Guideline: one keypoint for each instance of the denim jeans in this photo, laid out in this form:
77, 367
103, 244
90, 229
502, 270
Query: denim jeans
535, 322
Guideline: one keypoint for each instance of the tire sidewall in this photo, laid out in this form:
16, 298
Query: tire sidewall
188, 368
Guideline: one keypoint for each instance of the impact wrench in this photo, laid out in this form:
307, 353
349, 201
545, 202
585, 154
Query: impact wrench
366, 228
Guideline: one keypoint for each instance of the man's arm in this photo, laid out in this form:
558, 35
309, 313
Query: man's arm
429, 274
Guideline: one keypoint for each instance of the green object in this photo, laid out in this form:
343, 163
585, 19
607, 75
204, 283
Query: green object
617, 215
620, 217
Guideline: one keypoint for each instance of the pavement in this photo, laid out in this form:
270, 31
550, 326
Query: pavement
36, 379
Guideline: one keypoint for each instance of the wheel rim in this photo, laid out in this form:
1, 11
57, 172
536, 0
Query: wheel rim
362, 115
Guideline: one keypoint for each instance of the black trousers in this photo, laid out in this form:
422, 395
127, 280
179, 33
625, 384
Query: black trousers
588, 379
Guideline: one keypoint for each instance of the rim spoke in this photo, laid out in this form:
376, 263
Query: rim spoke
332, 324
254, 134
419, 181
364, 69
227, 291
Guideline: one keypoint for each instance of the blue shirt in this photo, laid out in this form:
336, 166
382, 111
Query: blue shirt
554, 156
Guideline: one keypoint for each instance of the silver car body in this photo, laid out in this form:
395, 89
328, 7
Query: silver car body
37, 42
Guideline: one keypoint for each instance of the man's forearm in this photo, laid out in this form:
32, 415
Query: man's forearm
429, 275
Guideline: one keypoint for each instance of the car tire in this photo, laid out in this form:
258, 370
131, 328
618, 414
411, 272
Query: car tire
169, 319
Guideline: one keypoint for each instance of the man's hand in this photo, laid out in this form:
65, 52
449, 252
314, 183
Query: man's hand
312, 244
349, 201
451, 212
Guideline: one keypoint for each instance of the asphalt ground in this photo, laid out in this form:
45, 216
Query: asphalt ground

******

*Instructions for the task*
Return only those lines of the records that contain the string "asphalt".

*Result of this exercise*
Guideline: one keypoint for each instance of the asphalt ground in this photo, laid out in this form:
Query: asphalt ground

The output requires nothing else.